Task material ▸
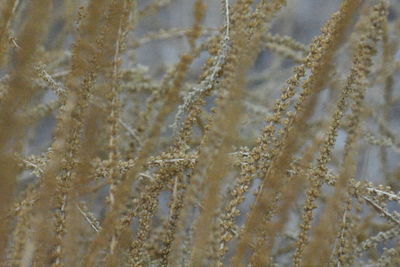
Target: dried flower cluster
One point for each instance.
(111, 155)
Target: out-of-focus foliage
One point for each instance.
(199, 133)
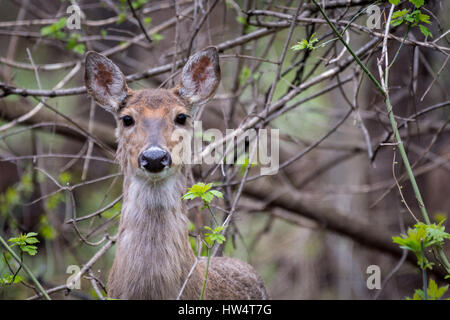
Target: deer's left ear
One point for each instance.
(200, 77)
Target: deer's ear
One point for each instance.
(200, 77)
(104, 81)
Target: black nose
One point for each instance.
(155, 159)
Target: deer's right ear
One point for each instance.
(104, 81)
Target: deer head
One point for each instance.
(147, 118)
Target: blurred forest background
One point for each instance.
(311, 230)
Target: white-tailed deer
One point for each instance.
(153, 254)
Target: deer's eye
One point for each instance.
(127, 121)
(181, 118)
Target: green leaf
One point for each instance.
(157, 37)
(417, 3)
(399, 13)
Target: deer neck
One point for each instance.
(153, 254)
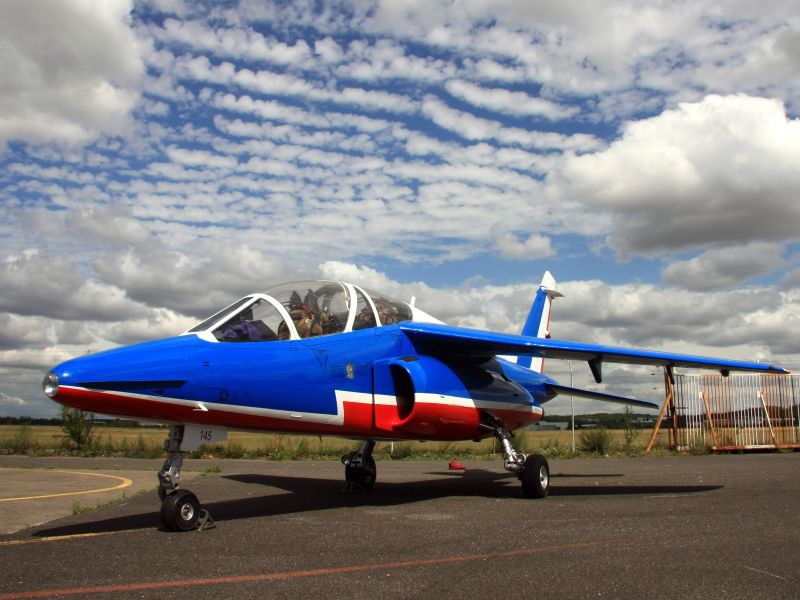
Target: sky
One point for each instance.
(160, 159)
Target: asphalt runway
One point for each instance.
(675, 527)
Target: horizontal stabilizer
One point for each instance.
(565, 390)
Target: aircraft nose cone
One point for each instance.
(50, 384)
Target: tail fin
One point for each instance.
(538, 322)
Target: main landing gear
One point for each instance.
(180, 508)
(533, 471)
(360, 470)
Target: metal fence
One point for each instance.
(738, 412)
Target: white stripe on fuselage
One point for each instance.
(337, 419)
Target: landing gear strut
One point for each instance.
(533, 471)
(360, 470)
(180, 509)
...
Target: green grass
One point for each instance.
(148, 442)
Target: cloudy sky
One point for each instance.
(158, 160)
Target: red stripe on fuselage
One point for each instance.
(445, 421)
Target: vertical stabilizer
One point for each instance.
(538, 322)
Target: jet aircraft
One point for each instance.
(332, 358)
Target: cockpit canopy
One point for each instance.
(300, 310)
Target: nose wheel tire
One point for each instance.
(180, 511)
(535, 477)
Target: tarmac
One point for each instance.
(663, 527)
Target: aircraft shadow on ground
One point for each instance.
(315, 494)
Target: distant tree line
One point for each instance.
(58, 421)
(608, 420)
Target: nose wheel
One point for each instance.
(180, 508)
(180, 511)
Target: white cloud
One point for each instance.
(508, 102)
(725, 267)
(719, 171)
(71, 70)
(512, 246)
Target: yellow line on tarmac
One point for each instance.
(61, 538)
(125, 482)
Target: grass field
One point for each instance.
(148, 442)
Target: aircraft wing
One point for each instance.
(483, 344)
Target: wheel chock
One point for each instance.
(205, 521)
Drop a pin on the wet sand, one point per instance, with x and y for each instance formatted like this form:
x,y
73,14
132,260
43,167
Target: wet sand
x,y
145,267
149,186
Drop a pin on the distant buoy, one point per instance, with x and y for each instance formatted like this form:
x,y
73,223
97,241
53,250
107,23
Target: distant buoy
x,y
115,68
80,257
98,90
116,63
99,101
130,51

Problem description ▸ Retrieve each line of the data in which the word "landing" can be found.

Expected answer ▸
Target: main landing gear
Target: landing gear strut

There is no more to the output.